**Provided text:**
<<<<
Residential rental markets in cities around Scotland are facing the difficult reality of low supply of rental units that can’t meet the high demand. 

In Aberdeen, less than half the typical number of rental units are available. Units that do become available only stay on the market for a maximum of a couple of weeks, and Glasgow faces the same issue. There is a plethora of factors that play into this struggle, each one incredibly important and with lasting effects.

Scotland’s Rent Freeze

In October 2022, the Scottish Parliament passed emergency legislation that freezes most rents until March 2023. After this, landlords must cap rent increases at 3% until September 2023 unless it is extended for an additional 6 months. This legislation makes it difficult for landlords to raise rents for already leasing tenants, and it also only allows evictions under specific circumstances.

While this legislation is aimed at assisting tenants, it comes at the cost of landlords’ and other members of the real estate community’s income. As mortgage rates, interest rates, and general costs such as energy prices increase significantly, landlords have been selling properties to protect themselves from all the costs. However, this then limits supply for people looking to rent. Real estate agents and relocation specialists are having a difficult time finding enough work from clients with the limited supply of rentals available.

Demand from Multiple Demographics

Last year, high-income and international students that looked into higher-end apartments placed pressure on the supply for expatriates and other incoming tenants that looked for similar properties to rent. However, due to the strict regulations on landlords, such as the rent freeze and Private Residential Tenancy (PRT), landlords tend to prioritize potential long-term tenants so that the landlords have a more guaranteed income from tenants.

People entering the market after COVID-19 regulations have also increased demand for rentals. Workers who left the city during the height of the pandemic have been returning steadily. Expatriates and international workers are increasingly moving into cities. Those worried about the high-cost investment of home owning, especially first-time homeowners, have turned to renting instead to avoid major upfront costs and high mortgage rates for the time being.

Environmental Expectations

Currently in Scotland, any rental property must have an Environmental Performance Certificate rating of D or above. An EPC assesses and rates the energy efficiency of a property, with A being the most efficient and G being the least efficient. However, by 2025 any private rental property on the market in Scotland must have a C rating or above, and all private rentals must reach this rating by 2028. So, any property that is between a C and D will need to be renovated in the next few years. Due to this requirement, many potential renters looking to lease a property in the long-term have been considering modern buildings that already have a C or above rating, so they do not have to worry about dealing with renovations.

An Uncertain Future

The Scottish rental market has been facing multiple challenges in just the past year. As rents increase, legislation attempts to assist tenants, decreasing COVID-19 regulations bring an influx of demographics and people, and outside factors such as the environment impact properties, changes, and developments are expected to continue for the foreseeable future.
>>>>
**Work to be completed:** Copy word for word the stretch of the text on Scotland's rental market from "In October 2022, the" through "under specific circumstances.".

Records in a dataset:
<<<<
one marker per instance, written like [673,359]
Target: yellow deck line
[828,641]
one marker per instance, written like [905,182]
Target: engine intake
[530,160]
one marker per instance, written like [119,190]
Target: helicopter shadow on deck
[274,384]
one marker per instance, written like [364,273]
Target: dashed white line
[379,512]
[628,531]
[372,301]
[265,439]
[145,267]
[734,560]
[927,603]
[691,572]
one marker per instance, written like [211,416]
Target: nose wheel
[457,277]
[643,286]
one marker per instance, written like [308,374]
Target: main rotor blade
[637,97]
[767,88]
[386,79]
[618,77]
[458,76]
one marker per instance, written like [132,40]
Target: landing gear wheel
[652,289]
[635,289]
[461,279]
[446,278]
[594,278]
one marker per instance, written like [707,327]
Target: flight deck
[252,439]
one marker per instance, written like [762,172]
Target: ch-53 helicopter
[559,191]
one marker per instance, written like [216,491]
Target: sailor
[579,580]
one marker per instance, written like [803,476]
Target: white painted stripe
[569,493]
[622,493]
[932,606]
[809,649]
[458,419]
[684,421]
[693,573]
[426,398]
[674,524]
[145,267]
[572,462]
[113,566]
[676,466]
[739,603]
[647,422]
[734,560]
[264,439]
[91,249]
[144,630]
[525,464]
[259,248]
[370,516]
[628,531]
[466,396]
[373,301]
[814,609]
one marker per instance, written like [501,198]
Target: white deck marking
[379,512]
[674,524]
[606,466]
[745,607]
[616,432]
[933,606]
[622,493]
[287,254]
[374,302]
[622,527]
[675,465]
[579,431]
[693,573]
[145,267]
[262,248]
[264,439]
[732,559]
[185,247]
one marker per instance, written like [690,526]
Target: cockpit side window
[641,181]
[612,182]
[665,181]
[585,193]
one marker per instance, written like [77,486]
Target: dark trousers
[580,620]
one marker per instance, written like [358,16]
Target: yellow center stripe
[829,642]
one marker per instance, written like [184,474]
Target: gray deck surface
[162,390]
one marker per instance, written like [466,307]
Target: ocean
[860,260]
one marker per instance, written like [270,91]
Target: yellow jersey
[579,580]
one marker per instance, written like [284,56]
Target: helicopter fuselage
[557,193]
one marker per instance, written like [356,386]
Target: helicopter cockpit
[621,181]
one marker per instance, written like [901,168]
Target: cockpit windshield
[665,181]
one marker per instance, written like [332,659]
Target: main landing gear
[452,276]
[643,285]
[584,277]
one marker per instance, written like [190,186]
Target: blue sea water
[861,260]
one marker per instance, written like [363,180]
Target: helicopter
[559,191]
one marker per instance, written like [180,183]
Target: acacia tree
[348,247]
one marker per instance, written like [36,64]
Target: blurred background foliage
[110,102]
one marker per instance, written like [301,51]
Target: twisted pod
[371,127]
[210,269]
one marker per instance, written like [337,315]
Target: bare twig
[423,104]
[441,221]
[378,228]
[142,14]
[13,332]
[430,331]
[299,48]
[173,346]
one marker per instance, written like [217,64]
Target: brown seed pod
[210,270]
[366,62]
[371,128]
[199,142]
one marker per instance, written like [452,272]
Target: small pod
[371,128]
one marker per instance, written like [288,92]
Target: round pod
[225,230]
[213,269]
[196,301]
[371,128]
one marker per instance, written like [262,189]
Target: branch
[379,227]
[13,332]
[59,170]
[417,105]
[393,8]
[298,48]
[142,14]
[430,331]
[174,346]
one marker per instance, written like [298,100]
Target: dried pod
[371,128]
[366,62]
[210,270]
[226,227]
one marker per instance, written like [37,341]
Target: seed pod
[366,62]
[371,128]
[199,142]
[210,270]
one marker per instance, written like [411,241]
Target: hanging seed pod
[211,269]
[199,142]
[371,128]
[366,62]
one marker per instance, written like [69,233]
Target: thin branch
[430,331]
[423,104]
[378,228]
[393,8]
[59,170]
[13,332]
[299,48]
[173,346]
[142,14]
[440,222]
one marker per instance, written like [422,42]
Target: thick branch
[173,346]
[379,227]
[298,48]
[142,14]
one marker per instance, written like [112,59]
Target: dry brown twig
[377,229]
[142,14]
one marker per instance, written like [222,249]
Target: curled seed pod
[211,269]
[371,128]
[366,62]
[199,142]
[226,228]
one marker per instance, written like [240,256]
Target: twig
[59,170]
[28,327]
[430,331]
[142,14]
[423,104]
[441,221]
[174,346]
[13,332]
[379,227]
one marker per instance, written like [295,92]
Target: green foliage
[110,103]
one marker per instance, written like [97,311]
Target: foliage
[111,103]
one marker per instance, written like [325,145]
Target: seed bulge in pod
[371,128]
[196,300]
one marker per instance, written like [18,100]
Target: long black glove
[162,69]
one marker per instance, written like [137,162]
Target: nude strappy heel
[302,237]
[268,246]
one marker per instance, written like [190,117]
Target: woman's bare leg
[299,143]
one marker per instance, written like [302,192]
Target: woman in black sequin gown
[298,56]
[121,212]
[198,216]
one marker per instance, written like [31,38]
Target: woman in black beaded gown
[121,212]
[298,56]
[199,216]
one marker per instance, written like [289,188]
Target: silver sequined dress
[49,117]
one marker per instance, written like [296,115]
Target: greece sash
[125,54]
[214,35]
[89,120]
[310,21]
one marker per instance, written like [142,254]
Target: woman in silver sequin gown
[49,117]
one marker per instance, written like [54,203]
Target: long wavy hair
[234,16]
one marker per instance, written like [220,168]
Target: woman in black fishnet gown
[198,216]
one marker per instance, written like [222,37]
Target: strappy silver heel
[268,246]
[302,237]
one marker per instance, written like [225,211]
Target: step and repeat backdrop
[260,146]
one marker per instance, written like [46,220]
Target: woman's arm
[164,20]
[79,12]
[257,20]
>>>>
**Reply:**
In October 2022, the Scottish Parliament passed emergency legislation that freezes most rents until March 2023. After this, landlords must cap rent increases at 3% until September 2023 unless it is extended for an additional 6 months. This legislation makes it difficult for landlords to raise rents for already leasing tenants, and it also only allows evictions under specific circumstances.